▸ **Instruction**
Identify every line in the rows below that contains the string "coveralls", and copy each such line in full.

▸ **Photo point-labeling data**
**********

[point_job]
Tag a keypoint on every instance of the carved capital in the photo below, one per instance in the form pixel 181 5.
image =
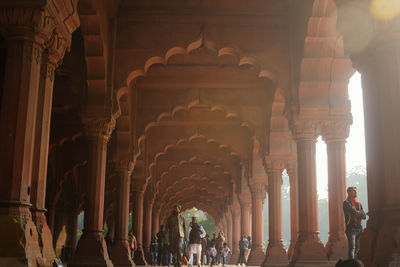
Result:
pixel 258 190
pixel 56 47
pixel 124 166
pixel 99 127
pixel 305 129
pixel 335 130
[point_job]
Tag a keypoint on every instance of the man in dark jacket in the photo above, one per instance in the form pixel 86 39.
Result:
pixel 354 214
pixel 196 233
pixel 176 233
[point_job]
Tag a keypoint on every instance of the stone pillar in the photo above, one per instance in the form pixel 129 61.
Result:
pixel 26 34
pixel 229 228
pixel 138 197
pixel 276 254
pixel 155 221
pixel 294 208
pixel 335 134
pixel 236 233
pixel 308 250
pixel 50 58
pixel 91 248
pixel 245 204
pixel 120 251
pixel 257 255
pixel 148 213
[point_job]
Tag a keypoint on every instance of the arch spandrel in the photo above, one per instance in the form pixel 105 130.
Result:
pixel 197 181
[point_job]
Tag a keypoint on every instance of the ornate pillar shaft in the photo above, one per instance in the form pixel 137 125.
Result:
pixel 138 197
pixel 335 137
pixel 148 212
pixel 257 255
pixel 309 248
pixel 276 254
pixel 245 205
pixel 294 209
pixel 92 247
pixel 17 123
pixel 230 228
pixel 155 221
pixel 120 252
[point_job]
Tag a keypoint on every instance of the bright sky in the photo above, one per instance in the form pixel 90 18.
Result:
pixel 355 147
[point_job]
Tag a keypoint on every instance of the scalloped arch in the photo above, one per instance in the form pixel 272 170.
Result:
pixel 201 42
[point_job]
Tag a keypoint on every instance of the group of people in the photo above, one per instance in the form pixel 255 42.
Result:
pixel 173 245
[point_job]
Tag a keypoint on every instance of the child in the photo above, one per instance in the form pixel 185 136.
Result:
pixel 154 251
pixel 213 254
pixel 224 253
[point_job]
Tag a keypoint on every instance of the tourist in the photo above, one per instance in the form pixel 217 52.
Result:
pixel 349 263
pixel 243 244
pixel 354 214
pixel 213 254
pixel 196 233
pixel 218 245
pixel 204 248
pixel 248 250
pixel 154 251
pixel 225 251
pixel 133 244
pixel 176 232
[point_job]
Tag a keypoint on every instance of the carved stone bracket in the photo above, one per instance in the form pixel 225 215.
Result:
pixel 335 130
pixel 99 127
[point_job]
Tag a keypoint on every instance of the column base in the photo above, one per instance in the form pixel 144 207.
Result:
pixel 140 258
pixel 256 256
pixel 91 251
pixel 47 256
pixel 121 254
pixel 337 246
pixel 276 255
pixel 19 245
pixel 291 249
pixel 234 258
pixel 309 250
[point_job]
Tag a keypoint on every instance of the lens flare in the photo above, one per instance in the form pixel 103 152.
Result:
pixel 384 9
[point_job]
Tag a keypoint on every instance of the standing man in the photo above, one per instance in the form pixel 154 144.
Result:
pixel 176 231
pixel 196 233
pixel 354 214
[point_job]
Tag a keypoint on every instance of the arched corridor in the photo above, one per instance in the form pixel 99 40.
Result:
pixel 123 109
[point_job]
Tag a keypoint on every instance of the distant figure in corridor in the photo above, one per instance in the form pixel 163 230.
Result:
pixel 243 244
pixel 196 233
pixel 163 254
pixel 354 214
pixel 176 231
pixel 132 244
pixel 349 263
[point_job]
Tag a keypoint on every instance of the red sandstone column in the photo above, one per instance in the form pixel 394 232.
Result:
pixel 294 209
pixel 25 37
pixel 229 227
pixel 91 248
pixel 120 252
pixel 138 197
pixel 335 135
pixel 245 203
pixel 155 221
pixel 379 67
pixel 148 212
pixel 41 148
pixel 309 249
pixel 235 231
pixel 257 255
pixel 276 254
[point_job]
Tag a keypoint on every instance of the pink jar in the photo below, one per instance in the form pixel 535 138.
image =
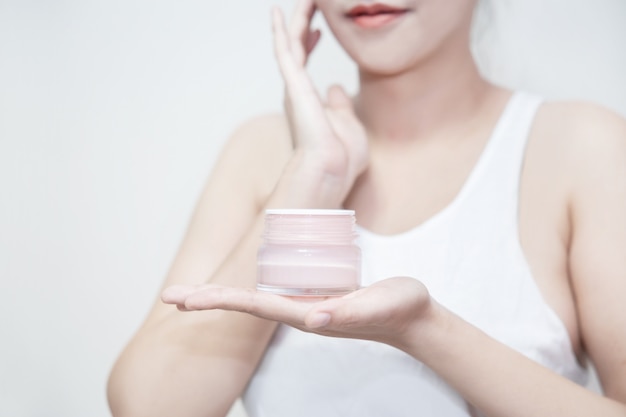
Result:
pixel 309 252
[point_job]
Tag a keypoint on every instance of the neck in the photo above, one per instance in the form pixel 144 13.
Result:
pixel 441 92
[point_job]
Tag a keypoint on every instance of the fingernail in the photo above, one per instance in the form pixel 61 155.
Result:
pixel 319 320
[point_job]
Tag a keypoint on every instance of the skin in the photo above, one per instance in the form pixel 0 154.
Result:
pixel 421 117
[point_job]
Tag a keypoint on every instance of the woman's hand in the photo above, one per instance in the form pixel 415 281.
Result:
pixel 325 132
pixel 388 311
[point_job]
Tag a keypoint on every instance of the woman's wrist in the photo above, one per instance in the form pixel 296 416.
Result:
pixel 312 181
pixel 425 337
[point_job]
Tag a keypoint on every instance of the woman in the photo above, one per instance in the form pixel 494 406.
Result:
pixel 492 231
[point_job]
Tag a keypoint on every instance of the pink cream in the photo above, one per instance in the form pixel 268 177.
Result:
pixel 309 252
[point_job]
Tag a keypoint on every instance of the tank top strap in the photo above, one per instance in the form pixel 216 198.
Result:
pixel 498 176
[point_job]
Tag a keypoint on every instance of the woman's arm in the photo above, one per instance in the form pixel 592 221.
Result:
pixel 197 364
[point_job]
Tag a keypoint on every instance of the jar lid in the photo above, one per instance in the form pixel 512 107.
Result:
pixel 311 212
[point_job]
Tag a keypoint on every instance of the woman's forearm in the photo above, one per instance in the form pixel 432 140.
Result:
pixel 197 364
pixel 496 379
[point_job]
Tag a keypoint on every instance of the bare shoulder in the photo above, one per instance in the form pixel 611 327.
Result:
pixel 582 127
pixel 588 144
pixel 586 140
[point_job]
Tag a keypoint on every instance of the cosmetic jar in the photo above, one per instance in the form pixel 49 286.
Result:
pixel 309 252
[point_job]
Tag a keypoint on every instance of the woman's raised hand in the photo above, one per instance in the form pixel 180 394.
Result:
pixel 325 131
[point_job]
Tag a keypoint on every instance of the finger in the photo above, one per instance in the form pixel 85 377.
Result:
pixel 335 313
pixel 299 29
pixel 176 294
pixel 338 99
pixel 311 42
pixel 288 66
pixel 264 305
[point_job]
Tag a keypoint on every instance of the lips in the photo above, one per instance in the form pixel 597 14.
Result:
pixel 376 15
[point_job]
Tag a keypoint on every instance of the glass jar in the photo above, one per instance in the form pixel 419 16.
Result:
pixel 309 252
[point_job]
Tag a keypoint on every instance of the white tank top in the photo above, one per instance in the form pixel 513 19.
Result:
pixel 469 257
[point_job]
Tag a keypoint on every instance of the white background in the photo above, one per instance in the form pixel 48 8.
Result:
pixel 111 115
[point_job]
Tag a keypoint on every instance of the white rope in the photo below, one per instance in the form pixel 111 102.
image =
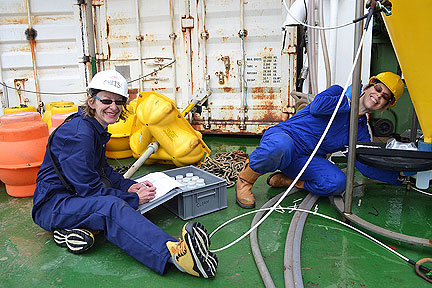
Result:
pixel 314 27
pixel 290 208
pixel 310 157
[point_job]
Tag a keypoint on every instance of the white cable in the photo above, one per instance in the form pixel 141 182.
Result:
pixel 317 214
pixel 421 191
pixel 315 27
pixel 310 157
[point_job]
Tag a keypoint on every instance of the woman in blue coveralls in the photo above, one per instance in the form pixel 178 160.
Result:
pixel 287 145
pixel 78 191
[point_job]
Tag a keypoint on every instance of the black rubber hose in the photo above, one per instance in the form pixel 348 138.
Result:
pixel 292 263
pixel 262 268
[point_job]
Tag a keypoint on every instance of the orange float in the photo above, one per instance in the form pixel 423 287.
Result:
pixel 19 117
pixel 18 109
pixel 57 119
pixel 22 149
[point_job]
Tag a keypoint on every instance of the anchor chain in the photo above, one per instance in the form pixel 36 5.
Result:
pixel 226 165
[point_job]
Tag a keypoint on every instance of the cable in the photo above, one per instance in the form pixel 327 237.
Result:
pixel 46 93
pixel 311 156
pixel 291 208
pixel 154 71
pixel 421 191
pixel 316 27
pixel 84 92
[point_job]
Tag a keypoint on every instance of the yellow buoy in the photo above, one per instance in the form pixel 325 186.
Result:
pixel 157 119
pixel 410 32
pixel 18 109
pixel 118 146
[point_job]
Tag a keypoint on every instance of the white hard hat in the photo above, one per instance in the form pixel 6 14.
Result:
pixel 109 80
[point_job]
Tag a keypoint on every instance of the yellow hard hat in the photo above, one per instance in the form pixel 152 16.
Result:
pixel 392 81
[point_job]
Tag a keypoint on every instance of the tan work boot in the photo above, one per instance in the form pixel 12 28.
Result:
pixel 278 180
pixel 245 181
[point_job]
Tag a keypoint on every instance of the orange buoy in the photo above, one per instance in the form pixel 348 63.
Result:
pixel 20 117
pixel 22 149
pixel 57 119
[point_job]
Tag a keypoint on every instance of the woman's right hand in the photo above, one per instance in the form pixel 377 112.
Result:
pixel 146 192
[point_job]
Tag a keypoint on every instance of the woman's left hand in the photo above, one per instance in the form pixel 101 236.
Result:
pixel 145 190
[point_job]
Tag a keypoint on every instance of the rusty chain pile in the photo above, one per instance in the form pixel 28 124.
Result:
pixel 226 165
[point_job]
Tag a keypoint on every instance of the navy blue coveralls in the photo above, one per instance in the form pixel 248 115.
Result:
pixel 77 148
pixel 287 146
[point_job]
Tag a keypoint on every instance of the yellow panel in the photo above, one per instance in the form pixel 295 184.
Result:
pixel 118 146
pixel 157 119
pixel 18 109
pixel 411 34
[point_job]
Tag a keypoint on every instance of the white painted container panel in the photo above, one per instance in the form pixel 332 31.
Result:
pixel 138 37
pixel 57 51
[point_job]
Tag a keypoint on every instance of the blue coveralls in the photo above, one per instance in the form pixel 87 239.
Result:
pixel 287 146
pixel 77 148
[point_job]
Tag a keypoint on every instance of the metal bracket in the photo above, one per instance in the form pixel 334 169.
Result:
pixel 187 23
pixel 31 33
pixel 220 76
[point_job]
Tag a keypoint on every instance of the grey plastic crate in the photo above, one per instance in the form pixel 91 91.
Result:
pixel 200 200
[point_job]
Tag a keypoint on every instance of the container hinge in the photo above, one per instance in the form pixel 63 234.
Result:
pixel 86 59
pixel 187 23
pixel 31 33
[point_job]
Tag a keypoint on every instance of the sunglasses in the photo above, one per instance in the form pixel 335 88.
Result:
pixel 109 101
pixel 380 89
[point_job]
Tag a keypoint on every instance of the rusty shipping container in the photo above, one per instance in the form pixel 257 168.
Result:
pixel 235 52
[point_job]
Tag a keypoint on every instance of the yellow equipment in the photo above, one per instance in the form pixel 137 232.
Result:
pixel 411 36
pixel 158 120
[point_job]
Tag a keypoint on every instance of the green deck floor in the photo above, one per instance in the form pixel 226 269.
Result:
pixel 331 255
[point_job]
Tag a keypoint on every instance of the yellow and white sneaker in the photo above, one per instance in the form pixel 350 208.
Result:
pixel 191 254
pixel 77 241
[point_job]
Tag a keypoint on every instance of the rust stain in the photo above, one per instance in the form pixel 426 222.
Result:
pixel 19 48
pixel 271 116
pixel 228 107
pixel 107 27
pixel 149 37
pixel 121 37
pixel 269 90
pixel 13 20
pixel 51 20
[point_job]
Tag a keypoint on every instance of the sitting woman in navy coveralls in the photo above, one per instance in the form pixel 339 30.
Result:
pixel 287 146
pixel 78 191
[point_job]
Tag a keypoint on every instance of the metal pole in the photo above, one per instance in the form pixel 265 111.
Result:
pixel 354 112
pixel 414 127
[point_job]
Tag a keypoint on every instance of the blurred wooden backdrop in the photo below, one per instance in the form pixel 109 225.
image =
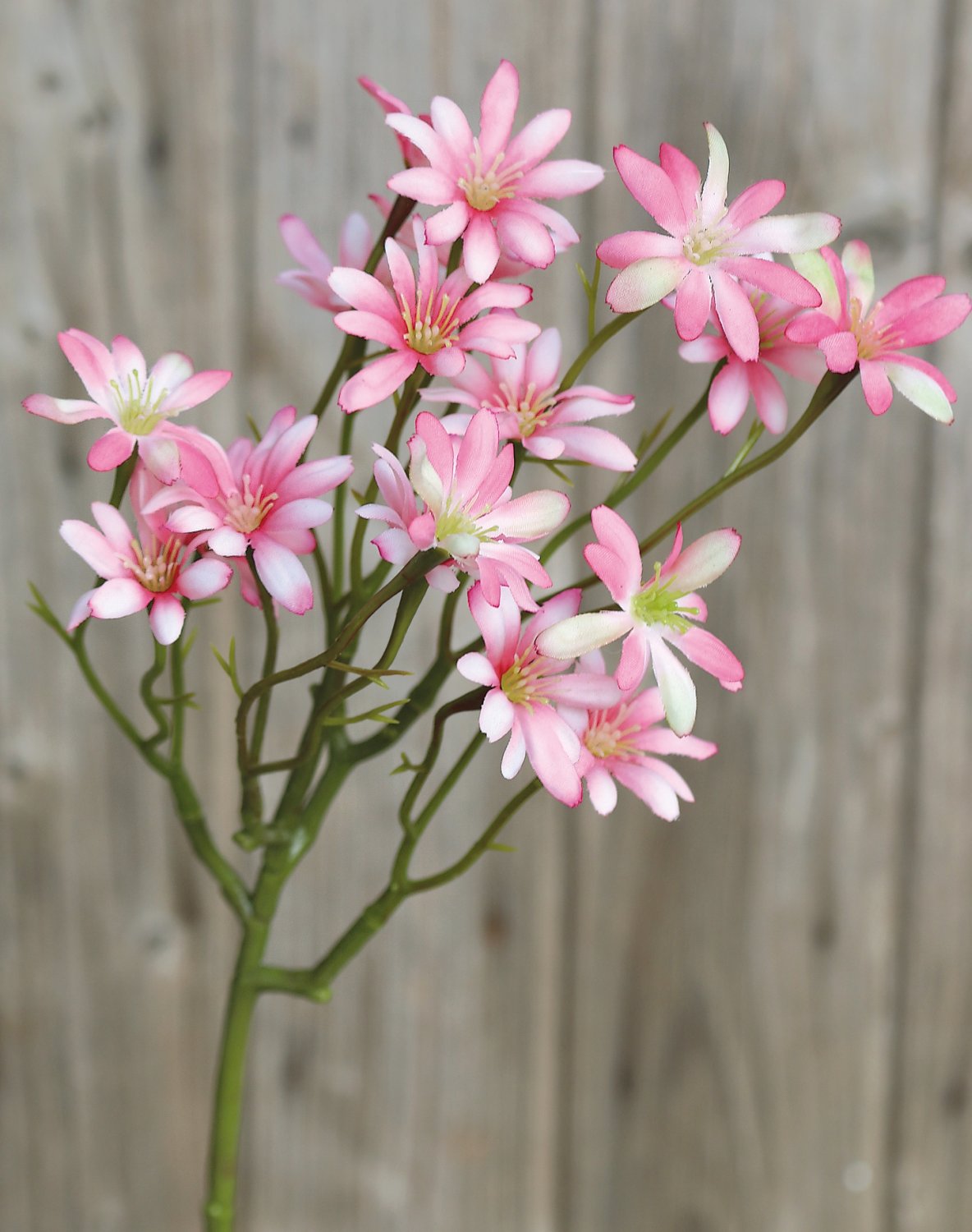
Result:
pixel 758 1019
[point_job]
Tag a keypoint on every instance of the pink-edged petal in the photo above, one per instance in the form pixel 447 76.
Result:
pixel 754 202
pixel 769 397
pixel 160 455
pixel 693 303
pixel 841 350
pixel 560 177
pixel 530 517
pixel 167 618
pixel 111 450
pixel 713 655
pixel 629 246
pixel 652 189
pixel 634 662
pixel 477 668
pixel 718 177
pixel 497 715
pixel 195 389
pixel 728 394
pixel 447 224
pixel 919 388
pixel 377 381
pixel 63 411
pixel 479 248
pixel 705 559
pixel 497 110
pixel 787 233
pixel 580 635
pixel 93 549
pixel 602 790
pixel 736 315
pixel 117 598
pixel 678 692
pixel 777 280
pixel 646 283
pixel 204 578
pixel 283 576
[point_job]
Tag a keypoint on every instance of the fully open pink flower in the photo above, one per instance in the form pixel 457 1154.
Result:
pixel 742 379
pixel 523 392
pixel 491 184
pixel 140 404
pixel 525 687
pixel 708 246
pixel 423 323
pixel 622 744
pixel 140 572
pixel 653 618
pixel 467 508
pixel 268 500
pixel 913 315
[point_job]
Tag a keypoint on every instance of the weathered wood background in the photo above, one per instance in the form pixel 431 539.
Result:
pixel 755 1020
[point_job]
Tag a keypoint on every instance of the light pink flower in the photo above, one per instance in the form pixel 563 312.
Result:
pixel 491 182
pixel 742 379
pixel 525 687
pixel 653 618
pixel 708 246
pixel 393 106
pixel 467 508
pixel 423 323
pixel 140 403
pixel 140 572
pixel 624 742
pixel 523 392
pixel 268 500
pixel 913 315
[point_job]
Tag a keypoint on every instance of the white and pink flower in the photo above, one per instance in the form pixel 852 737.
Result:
pixel 423 322
pixel 550 423
pixel 491 184
pixel 625 743
pixel 740 379
pixel 268 502
pixel 850 332
pixel 708 248
pixel 525 687
pixel 653 618
pixel 467 509
pixel 142 571
pixel 140 403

**********

▸ **Task output**
Tag a keypoint on every instance of the woman in blue coveralls in the photo above, one per instance in the form pixel 178 160.
Tag a keypoint on every instance of the navy blue coveralls in the photo above, one per instance in the form pixel 248 115.
Tag a keypoint on every instance of the blue coveralls in the photo above, one per instance in the form pixel 87 239.
Tag a keypoint on every instance of the sitting woman in navy coveralls in the photo above, one per instance in the form pixel 339 30.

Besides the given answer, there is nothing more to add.